# [WHAT YOU NEED TO DO]
Rewrite every one of the records below as a numbered list with one entry per line, and leave out any blank lines.

# [AVAILABLE DATA]

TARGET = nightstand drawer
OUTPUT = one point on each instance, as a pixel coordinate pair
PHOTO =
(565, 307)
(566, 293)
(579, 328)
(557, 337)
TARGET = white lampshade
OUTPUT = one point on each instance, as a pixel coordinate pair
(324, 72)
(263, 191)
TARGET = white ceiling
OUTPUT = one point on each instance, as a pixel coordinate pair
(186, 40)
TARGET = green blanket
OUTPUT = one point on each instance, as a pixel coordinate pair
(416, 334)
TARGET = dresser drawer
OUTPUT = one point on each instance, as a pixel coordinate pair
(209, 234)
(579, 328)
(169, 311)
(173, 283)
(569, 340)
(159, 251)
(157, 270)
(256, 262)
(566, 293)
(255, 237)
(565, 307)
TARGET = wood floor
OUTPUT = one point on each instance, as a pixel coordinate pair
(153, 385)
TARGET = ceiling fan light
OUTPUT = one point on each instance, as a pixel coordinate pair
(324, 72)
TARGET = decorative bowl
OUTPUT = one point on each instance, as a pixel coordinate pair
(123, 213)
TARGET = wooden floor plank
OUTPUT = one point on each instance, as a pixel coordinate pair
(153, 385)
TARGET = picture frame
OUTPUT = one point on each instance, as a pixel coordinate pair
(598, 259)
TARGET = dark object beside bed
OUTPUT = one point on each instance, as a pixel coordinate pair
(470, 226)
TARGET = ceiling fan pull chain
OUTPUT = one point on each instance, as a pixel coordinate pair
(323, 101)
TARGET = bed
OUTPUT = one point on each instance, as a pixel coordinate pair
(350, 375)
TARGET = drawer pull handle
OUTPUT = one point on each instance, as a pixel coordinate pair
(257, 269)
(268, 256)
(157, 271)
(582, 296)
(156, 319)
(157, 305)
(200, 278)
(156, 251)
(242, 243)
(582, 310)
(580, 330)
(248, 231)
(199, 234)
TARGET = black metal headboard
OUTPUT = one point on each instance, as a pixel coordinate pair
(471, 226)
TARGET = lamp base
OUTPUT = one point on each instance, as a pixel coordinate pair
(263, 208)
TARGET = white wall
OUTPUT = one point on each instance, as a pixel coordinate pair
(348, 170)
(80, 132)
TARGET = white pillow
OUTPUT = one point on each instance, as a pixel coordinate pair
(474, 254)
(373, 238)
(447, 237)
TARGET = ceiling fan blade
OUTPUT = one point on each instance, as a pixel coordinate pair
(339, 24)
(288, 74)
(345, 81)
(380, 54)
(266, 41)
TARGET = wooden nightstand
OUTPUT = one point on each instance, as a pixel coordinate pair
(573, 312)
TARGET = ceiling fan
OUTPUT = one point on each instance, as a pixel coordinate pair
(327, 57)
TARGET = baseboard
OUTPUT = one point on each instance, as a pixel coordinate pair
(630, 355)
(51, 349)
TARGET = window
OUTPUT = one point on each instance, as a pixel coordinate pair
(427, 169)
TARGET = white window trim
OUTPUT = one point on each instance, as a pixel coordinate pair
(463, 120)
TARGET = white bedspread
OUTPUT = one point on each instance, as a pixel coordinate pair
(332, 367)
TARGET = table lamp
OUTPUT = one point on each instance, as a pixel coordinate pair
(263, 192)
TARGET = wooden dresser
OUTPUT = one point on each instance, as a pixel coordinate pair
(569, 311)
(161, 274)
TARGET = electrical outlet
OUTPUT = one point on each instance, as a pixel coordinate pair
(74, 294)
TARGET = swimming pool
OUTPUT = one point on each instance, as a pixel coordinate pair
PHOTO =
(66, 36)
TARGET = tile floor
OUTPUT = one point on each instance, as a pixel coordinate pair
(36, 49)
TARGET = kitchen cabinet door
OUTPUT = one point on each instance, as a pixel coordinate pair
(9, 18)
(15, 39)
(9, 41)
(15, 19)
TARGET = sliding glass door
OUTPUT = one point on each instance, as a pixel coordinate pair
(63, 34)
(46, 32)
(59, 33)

# [RESULT]
1. TARGET = nightstand drawer
2. OUTPUT = one point on each instance, as a pixel coordinate pair
3. PHOTO =
4. (565, 307)
5. (566, 293)
6. (579, 328)
7. (557, 337)
8. TARGET = white lampshade
9. OUTPUT = one point on each instance, as a pixel coordinate pair
10. (324, 72)
11. (263, 191)
12. TARGET = white ceiling
13. OUTPUT = one point on each instance, as a pixel coordinate pair
14. (186, 40)
15. TARGET = green blanket
16. OUTPUT = one point on each instance, as a pixel coordinate pair
17. (416, 334)
18. TARGET = dresser drawer
19. OUTPUT = one point on each instance, as a pixel coordinate pair
20. (209, 234)
21. (579, 328)
22. (169, 311)
23. (173, 283)
24. (569, 340)
25. (159, 251)
26. (157, 270)
27. (256, 262)
28. (566, 293)
29. (255, 237)
30. (565, 307)
31. TARGET = wood floor
32. OUTPUT = one point on each instance, as a pixel coordinate pair
33. (153, 385)
34. TARGET = ceiling fan light
35. OUTPUT = one point on each instance, as a pixel coordinate pair
36. (324, 72)
37. TARGET = decorative bowl
38. OUTPUT = one point on each instance, as a pixel coordinate pair
39. (123, 213)
40. TARGET = wooden floor plank
41. OUTPUT = one point on each instance, as a pixel coordinate pair
42. (153, 385)
43. TARGET = picture frame
44. OUTPUT = one point on each instance, as a pixel coordinate pair
45. (598, 259)
46. TARGET = dark object beside bed
47. OUTPUT = one point on each instance, as a pixel coordinate pair
48. (470, 226)
49. TARGET = ceiling fan pull chain
50. OUTPUT = one point on each instance, as a pixel coordinate pair
51. (323, 101)
52. TARGET = bed
53. OUTPUT = one point on each instance, as a pixel coordinate pair
54. (350, 375)
55. TARGET = drawer pull handle
56. OUTPUT = one point on each instance, as a pixel coordinate pair
57. (257, 269)
58. (268, 256)
59. (157, 271)
60. (582, 296)
61. (156, 319)
62. (157, 305)
63. (200, 278)
64. (156, 251)
65. (242, 243)
66. (582, 310)
67. (580, 330)
68. (248, 231)
69. (199, 234)
70. TARGET = black metal headboard
71. OUTPUT = one point on each instance, as a pixel coordinate pair
72. (471, 226)
73. TARGET = lamp base
74. OUTPUT = one point on each instance, as a pixel coordinate pair
75. (263, 208)
76. TARGET = white wall
77. OUTPUT = one point on each instance, as a pixel coordinate pair
78. (348, 170)
79. (80, 132)
80. TARGET = white pillow
81. OUTPUT = one point on each instance, as a pixel coordinate pair
82. (474, 254)
83. (373, 238)
84. (447, 237)
85. TARGET = ceiling fan blade
86. OUTPUT = one point on each instance, as a pixel coordinate pair
87. (339, 24)
88. (288, 74)
89. (345, 81)
90. (380, 54)
91. (266, 41)
92. TARGET = wooden nightstand
93. OUTPUT = one point on each instance, as a pixel coordinate pair
94. (573, 312)
95. TARGET = ceiling fan
96. OUTPUT = one point on each instance, as a pixel coordinate pair
97. (327, 57)
98. TARGET = baseboard
99. OUTPUT = one point on each instance, as a pixel coordinate pair
100. (630, 355)
101. (51, 349)
102. TARGET = window
103. OUTPUT = one point on each instance, as a pixel coordinate pair
104. (427, 169)
105. TARGET = white window trim
106. OUTPUT = one point on each instance, as a pixel coordinate pair
107. (463, 120)
108. TARGET = white bedspread
109. OUTPUT = one point on each instance, as a pixel coordinate pair
110. (332, 367)
111. TARGET = table lamp
112. OUTPUT = one point on each instance, as a pixel coordinate pair
113. (263, 192)
114. TARGET = wooden dresser
115. OUTPUT = one point on each instance, as a pixel coordinate pair
116. (569, 311)
117. (161, 274)
118. TARGET = electrical outlet
119. OUTPUT = one point on each instance, as a pixel coordinate pair
120. (74, 294)
121. TARGET = swimming pool
122. OUTPUT = one point on each instance, as a pixel coordinate pair
123. PHOTO =
124. (66, 36)
125. TARGET = tile floor
126. OUTPUT = one point on each instance, as a pixel coordinate pair
127. (36, 49)
128. TARGET = kitchen cabinet door
129. OUTPUT = one point on each instance, as a pixel coordinate pair
130. (9, 18)
131. (15, 39)
132. (9, 41)
133. (15, 19)
134. TARGET = sliding glass door
135. OUTPUT = one point on each instance, as a pixel coordinate pair
136. (63, 34)
137. (46, 32)
138. (59, 33)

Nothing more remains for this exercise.